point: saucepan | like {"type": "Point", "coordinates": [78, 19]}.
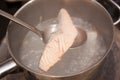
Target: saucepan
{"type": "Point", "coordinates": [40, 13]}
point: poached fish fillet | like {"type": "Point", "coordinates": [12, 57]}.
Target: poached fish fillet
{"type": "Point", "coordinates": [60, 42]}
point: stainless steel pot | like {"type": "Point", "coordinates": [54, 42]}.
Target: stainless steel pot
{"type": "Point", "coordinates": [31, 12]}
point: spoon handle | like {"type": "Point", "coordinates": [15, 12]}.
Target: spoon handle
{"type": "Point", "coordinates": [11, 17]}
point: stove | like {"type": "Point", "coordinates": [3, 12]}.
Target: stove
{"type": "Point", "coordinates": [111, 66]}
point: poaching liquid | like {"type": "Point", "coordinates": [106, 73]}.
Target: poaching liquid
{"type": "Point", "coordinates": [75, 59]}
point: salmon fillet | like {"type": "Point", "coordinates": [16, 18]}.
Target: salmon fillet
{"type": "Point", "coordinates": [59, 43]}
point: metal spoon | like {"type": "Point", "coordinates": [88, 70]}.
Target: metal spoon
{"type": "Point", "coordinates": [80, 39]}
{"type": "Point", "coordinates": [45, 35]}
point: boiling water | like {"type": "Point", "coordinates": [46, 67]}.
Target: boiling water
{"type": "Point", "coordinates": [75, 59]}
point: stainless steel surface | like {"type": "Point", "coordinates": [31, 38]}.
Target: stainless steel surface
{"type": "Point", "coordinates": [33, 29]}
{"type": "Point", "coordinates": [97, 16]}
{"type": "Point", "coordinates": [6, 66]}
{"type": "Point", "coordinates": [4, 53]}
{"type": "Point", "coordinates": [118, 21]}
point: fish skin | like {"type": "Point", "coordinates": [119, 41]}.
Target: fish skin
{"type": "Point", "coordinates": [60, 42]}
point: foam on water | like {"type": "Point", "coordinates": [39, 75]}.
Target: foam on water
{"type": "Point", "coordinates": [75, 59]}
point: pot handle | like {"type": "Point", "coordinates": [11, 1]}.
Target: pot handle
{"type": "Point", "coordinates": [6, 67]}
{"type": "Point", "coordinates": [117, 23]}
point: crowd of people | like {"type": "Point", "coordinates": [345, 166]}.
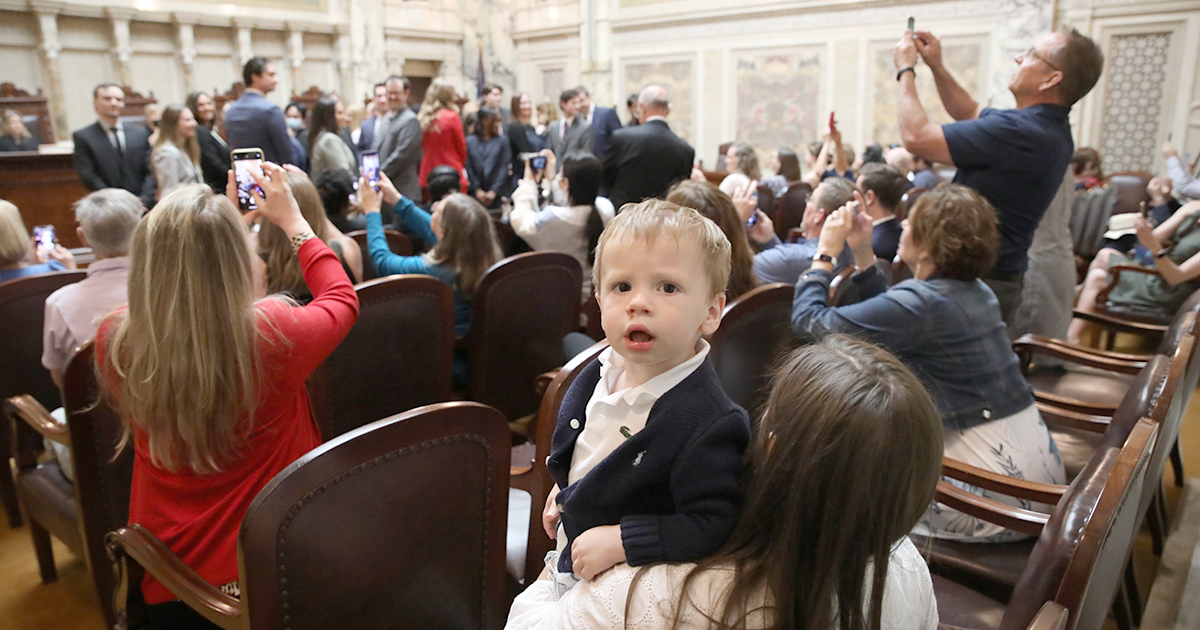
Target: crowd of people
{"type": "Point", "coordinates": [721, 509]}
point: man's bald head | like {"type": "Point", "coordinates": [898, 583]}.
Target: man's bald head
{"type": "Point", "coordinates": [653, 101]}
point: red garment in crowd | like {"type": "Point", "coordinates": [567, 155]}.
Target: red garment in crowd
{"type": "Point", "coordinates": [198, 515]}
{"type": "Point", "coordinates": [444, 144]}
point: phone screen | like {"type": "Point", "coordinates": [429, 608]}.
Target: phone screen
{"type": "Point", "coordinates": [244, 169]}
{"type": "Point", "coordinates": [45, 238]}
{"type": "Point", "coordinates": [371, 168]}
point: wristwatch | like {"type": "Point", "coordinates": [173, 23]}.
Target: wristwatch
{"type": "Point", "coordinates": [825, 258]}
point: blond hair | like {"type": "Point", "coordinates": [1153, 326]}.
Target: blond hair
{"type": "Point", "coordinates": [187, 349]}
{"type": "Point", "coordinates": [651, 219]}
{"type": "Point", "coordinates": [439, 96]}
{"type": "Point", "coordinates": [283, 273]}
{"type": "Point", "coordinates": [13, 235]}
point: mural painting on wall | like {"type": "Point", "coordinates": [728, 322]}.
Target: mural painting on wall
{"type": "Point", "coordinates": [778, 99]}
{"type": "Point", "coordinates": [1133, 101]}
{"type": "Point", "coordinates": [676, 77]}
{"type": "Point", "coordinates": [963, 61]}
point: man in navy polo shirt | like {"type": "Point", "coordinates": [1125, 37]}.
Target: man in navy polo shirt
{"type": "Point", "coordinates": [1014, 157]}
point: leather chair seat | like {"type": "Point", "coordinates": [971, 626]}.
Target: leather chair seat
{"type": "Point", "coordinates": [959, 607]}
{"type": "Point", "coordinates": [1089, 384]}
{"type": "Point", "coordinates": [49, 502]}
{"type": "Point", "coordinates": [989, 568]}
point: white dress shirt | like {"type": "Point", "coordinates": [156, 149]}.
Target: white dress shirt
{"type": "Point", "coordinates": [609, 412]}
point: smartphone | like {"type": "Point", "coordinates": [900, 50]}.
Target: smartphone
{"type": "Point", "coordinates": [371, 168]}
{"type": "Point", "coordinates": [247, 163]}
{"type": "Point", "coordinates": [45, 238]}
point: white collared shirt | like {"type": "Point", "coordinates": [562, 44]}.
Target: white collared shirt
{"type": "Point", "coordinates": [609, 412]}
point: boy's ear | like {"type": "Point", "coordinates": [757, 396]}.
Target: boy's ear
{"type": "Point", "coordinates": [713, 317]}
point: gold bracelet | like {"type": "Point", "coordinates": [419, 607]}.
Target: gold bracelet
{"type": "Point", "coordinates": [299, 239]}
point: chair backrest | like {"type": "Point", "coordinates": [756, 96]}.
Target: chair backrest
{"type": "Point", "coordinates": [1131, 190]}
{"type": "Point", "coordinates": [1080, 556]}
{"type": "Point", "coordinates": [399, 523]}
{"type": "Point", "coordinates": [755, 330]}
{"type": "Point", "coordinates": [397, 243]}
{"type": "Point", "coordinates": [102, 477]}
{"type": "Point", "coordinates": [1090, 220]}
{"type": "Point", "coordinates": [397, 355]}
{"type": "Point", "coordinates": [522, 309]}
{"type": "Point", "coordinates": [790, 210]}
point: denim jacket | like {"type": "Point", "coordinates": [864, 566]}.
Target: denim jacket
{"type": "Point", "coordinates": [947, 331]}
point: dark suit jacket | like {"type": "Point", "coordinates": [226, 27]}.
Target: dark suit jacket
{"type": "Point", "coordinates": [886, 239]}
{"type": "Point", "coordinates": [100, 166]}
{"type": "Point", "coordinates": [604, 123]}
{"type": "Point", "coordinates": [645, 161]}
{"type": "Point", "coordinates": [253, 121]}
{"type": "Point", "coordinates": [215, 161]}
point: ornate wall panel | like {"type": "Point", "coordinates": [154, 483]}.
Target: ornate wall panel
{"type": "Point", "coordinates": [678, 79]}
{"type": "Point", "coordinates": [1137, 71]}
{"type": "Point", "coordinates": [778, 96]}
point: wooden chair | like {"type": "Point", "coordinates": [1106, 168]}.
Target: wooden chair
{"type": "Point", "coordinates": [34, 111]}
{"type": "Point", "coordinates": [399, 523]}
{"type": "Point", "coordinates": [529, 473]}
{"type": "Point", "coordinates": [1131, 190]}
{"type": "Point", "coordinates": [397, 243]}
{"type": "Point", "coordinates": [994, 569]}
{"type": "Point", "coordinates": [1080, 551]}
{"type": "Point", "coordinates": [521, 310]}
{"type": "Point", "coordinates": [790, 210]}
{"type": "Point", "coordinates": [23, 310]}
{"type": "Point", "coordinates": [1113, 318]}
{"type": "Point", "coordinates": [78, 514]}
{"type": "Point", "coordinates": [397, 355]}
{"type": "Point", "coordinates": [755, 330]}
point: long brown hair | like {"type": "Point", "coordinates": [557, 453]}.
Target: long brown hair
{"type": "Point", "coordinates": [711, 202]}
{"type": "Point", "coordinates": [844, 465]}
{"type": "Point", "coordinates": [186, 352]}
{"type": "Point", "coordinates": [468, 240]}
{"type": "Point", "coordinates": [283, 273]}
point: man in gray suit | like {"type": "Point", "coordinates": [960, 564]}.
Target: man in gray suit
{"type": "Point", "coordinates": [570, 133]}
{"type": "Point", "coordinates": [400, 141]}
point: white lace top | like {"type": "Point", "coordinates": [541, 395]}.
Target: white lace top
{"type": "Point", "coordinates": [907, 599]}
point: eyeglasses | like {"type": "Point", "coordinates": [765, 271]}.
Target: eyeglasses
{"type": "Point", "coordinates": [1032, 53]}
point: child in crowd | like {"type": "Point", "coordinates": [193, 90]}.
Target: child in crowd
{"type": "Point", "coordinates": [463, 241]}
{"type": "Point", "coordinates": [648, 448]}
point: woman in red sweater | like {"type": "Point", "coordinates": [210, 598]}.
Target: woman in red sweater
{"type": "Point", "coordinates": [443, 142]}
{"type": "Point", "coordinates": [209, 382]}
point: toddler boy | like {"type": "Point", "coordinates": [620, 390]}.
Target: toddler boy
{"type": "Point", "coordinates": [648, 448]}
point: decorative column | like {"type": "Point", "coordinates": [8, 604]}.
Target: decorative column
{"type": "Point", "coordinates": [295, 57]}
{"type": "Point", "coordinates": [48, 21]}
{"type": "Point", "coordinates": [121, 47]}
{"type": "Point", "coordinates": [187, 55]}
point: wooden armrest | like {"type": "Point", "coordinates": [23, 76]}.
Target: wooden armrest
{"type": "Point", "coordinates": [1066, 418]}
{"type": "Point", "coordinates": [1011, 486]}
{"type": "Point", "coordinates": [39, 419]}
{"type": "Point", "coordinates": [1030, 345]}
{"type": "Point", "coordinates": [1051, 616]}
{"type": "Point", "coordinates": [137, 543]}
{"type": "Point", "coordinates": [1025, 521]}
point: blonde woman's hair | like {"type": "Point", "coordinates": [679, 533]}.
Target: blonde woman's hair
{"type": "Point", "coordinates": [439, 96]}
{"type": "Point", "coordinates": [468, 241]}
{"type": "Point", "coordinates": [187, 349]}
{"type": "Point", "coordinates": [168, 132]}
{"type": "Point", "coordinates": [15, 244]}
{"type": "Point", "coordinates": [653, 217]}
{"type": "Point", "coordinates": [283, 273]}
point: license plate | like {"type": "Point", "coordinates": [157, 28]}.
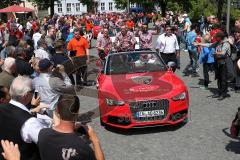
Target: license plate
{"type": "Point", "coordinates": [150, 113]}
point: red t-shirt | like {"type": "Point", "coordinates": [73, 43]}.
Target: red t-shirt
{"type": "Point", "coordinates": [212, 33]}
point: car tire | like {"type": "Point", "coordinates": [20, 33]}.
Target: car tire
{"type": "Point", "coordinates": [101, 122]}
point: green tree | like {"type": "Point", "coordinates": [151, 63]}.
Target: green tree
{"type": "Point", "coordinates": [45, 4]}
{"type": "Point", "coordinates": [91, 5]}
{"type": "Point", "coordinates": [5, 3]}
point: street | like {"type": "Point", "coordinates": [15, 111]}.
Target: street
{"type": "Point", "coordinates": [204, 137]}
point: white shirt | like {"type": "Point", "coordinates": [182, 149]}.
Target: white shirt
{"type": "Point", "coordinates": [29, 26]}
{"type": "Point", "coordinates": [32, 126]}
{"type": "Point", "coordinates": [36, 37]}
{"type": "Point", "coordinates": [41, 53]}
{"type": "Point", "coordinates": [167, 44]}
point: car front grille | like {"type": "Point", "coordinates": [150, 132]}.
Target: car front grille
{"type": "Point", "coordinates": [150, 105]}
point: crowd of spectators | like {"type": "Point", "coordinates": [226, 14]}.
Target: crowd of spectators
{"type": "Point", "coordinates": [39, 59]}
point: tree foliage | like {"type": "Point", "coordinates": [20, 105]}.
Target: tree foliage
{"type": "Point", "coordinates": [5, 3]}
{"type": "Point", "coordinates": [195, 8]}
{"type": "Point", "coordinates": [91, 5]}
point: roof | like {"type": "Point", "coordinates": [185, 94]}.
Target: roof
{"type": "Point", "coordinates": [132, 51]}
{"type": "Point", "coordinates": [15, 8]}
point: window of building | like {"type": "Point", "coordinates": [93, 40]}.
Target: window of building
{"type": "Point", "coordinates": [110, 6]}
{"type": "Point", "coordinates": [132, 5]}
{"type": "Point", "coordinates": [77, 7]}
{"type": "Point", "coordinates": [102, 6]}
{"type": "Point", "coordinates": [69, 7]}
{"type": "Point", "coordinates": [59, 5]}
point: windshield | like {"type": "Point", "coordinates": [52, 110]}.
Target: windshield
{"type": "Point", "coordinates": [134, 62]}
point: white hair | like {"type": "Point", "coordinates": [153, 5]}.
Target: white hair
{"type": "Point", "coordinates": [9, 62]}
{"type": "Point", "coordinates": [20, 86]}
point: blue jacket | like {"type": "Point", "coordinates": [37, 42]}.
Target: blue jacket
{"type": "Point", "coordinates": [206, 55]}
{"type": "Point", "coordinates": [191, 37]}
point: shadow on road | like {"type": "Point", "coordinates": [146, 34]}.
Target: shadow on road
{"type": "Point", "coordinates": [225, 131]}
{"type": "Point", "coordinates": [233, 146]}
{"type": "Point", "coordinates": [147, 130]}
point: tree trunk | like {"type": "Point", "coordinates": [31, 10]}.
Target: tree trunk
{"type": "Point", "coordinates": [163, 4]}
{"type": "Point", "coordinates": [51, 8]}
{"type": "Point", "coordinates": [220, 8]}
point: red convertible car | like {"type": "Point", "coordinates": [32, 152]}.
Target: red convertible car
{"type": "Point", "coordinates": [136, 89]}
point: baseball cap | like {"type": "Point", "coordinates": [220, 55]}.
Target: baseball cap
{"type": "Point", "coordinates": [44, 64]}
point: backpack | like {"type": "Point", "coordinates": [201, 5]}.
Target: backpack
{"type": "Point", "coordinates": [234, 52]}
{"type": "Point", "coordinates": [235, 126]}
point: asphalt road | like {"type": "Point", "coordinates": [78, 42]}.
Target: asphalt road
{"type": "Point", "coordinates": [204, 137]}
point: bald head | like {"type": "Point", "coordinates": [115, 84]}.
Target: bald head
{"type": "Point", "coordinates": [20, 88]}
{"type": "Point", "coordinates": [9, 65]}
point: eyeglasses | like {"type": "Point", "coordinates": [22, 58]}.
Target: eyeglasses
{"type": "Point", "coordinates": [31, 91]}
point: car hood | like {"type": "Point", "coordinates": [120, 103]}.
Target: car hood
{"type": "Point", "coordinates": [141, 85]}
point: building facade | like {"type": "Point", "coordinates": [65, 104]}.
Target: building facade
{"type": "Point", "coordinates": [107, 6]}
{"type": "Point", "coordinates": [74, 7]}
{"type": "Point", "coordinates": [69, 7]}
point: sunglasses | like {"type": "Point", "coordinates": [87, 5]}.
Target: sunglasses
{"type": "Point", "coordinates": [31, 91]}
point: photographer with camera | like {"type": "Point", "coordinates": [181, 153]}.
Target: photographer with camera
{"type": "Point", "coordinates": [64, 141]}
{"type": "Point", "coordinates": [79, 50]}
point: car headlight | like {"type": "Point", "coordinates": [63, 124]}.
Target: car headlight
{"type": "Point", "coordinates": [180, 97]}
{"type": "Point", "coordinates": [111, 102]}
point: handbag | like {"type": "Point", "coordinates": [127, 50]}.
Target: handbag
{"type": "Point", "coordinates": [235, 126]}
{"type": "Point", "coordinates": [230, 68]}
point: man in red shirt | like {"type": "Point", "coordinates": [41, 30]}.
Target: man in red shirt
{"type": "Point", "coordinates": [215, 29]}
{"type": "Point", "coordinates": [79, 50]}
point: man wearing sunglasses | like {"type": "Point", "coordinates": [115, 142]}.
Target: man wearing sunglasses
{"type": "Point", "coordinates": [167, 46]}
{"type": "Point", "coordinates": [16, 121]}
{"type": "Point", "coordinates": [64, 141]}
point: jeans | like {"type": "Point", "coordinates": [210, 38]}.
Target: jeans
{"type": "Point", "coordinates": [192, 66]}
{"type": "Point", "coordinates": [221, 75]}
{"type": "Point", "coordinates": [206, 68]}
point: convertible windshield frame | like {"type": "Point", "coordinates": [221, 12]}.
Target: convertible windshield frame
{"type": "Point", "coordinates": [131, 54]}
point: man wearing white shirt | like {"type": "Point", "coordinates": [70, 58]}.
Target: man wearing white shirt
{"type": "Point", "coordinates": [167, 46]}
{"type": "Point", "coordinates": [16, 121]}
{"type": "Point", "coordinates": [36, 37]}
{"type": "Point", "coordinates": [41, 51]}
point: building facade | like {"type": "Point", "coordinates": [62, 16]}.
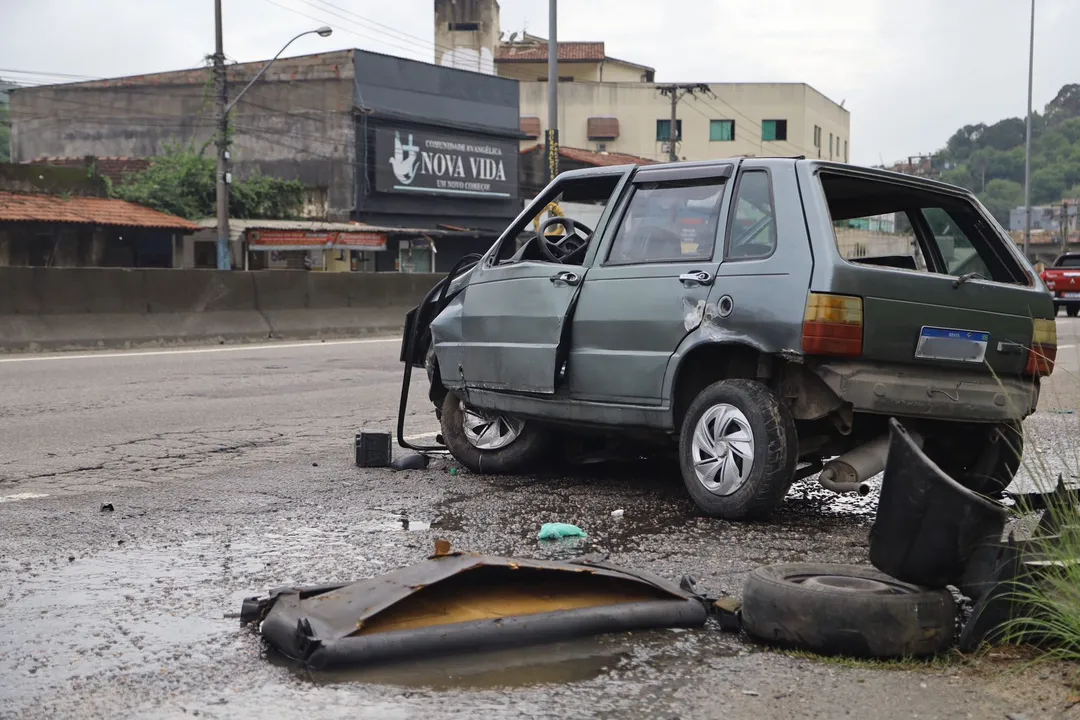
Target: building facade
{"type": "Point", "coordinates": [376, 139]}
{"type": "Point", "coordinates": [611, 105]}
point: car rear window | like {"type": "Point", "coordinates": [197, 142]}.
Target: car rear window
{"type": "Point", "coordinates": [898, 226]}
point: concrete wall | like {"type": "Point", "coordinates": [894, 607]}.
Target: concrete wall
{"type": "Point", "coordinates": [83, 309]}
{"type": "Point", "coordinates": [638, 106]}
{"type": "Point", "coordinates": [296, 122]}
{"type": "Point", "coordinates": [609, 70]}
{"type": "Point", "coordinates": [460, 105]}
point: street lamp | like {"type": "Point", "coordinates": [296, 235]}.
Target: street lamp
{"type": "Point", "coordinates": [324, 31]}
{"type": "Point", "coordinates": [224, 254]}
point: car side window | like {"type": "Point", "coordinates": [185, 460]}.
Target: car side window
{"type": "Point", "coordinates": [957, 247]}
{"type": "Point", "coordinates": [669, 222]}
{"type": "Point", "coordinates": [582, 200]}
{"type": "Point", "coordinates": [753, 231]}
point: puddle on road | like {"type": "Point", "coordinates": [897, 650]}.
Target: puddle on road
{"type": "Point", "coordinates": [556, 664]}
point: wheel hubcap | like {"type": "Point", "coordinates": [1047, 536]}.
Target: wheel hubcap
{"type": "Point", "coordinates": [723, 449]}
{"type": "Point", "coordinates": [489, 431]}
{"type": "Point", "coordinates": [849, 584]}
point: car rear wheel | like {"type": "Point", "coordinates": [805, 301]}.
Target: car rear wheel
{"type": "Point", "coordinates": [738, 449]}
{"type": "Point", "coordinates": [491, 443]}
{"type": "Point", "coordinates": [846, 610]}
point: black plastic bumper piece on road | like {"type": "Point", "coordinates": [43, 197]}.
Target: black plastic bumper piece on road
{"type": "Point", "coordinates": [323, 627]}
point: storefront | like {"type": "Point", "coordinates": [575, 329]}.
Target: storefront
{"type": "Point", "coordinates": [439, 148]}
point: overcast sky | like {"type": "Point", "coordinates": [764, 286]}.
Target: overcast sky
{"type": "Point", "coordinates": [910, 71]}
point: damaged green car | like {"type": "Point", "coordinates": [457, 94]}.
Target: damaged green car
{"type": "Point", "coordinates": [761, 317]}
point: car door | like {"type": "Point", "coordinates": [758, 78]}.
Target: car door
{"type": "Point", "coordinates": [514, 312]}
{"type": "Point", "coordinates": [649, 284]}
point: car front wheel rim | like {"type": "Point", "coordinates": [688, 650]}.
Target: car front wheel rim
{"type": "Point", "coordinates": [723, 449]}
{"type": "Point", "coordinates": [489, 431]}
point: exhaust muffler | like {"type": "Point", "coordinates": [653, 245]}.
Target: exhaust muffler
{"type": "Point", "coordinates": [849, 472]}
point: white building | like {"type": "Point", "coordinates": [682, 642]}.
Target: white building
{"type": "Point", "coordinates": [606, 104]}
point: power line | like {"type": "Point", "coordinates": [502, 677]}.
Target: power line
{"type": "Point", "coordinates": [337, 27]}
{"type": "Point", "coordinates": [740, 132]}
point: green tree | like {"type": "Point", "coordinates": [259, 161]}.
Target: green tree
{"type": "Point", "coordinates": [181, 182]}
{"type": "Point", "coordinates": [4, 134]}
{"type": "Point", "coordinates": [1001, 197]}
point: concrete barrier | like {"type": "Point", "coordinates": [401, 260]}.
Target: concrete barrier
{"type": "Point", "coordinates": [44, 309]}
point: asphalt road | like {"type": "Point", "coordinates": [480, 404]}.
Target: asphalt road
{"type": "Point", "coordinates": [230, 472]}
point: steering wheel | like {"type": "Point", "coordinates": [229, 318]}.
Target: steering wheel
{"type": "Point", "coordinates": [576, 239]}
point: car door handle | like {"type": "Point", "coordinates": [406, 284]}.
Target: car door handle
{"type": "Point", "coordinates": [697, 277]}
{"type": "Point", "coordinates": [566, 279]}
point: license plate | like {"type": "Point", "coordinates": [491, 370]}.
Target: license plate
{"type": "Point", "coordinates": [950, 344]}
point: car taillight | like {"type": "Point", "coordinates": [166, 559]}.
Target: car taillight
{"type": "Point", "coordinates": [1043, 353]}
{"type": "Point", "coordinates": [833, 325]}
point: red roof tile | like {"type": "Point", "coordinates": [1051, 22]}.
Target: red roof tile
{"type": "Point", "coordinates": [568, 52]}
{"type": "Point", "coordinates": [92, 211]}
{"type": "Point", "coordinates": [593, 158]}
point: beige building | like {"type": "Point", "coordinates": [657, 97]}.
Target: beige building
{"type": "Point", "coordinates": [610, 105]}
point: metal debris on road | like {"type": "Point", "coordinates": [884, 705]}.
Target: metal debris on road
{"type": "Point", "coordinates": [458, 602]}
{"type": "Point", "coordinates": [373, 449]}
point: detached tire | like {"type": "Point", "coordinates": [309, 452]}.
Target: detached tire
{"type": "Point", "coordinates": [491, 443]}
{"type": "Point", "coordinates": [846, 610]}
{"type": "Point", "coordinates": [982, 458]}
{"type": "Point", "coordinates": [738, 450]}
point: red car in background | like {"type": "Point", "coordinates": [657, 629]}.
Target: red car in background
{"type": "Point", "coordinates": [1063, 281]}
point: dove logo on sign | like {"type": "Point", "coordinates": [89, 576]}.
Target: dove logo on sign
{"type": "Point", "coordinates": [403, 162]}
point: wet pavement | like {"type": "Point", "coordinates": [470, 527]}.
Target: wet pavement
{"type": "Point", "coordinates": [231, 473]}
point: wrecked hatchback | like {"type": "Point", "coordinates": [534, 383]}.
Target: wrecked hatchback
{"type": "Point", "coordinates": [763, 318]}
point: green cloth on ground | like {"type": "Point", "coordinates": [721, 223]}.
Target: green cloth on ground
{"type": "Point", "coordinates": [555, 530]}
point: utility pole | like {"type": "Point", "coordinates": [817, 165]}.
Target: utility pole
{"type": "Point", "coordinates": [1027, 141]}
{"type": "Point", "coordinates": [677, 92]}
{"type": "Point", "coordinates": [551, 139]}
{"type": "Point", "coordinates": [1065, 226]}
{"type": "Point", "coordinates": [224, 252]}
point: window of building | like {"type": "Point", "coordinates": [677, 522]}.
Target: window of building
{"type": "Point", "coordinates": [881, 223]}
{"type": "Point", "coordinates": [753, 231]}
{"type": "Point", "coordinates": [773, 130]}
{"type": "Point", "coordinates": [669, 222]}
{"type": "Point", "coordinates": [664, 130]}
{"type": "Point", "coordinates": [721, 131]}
┄┄┄┄┄┄
Exercise details
Retype only the lines running from the line with "point: detached tire" to the end of the listing, including both of those lines.

Result
point: detached tire | like {"type": "Point", "coordinates": [309, 452]}.
Target: detached tire
{"type": "Point", "coordinates": [491, 443]}
{"type": "Point", "coordinates": [846, 610]}
{"type": "Point", "coordinates": [982, 458]}
{"type": "Point", "coordinates": [738, 450]}
point: red car in background | like {"type": "Point", "coordinates": [657, 629]}.
Target: red car in background
{"type": "Point", "coordinates": [1063, 281]}
point: dove logo on sign | like {"type": "Point", "coordinates": [89, 576]}.
Target: dove logo on sign
{"type": "Point", "coordinates": [403, 162]}
point: wet pavement | like {"type": "Point", "coordinates": [470, 527]}.
Target: wet pavement
{"type": "Point", "coordinates": [231, 473]}
point: wrecked hatchback | like {"type": "Point", "coordinates": [534, 383]}.
Target: wrecked hatchback
{"type": "Point", "coordinates": [763, 318]}
point: green cloth on ground | like {"type": "Point", "coordinates": [721, 223]}.
Target: green cloth on ground
{"type": "Point", "coordinates": [555, 530]}
point: utility pole | like {"type": "Point", "coordinates": [817, 165]}.
Target: utility pole
{"type": "Point", "coordinates": [1027, 141]}
{"type": "Point", "coordinates": [677, 92]}
{"type": "Point", "coordinates": [551, 139]}
{"type": "Point", "coordinates": [1065, 226]}
{"type": "Point", "coordinates": [224, 252]}
point: window of building | like {"type": "Point", "coordinates": [677, 522]}.
Target: window of building
{"type": "Point", "coordinates": [881, 223]}
{"type": "Point", "coordinates": [753, 231]}
{"type": "Point", "coordinates": [773, 130]}
{"type": "Point", "coordinates": [669, 222]}
{"type": "Point", "coordinates": [664, 130]}
{"type": "Point", "coordinates": [721, 131]}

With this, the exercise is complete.